• _Saved entries_
──────────────────────────────

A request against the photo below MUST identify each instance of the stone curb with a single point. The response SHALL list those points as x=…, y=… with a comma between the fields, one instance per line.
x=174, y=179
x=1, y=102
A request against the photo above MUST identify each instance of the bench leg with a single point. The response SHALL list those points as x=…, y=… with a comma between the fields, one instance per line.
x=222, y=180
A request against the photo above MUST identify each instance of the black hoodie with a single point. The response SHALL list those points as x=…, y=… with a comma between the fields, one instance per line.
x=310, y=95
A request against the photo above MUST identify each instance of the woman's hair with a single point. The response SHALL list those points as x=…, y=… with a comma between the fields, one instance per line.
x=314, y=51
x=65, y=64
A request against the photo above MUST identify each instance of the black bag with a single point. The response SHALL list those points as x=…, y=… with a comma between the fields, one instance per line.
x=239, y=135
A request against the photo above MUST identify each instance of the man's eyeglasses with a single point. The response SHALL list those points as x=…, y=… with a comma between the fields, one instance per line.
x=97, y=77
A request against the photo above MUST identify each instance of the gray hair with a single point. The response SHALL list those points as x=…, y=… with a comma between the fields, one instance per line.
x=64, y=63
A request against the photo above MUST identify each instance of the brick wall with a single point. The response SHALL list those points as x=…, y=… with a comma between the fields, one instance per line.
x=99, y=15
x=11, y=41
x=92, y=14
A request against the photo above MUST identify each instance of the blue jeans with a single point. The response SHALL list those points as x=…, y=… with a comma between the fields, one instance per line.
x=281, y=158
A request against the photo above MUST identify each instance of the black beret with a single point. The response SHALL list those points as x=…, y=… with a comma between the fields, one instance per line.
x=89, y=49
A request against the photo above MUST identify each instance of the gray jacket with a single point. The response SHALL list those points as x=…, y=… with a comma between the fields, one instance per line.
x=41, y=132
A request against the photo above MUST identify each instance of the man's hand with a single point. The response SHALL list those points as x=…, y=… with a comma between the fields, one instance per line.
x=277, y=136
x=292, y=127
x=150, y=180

──────────────────────────────

• _PROBLEM TO WORK ON_
In the records above, find the line containing "the man's hand" and print it and every later line exactly, through the last one.

• _WRITTEN REPLY_
A request against the photo above MUST identify each instance of the man's hand with a single point. The response SHALL list those points as x=…, y=… with a comma between the fields, one instance per line.
x=277, y=136
x=292, y=127
x=150, y=180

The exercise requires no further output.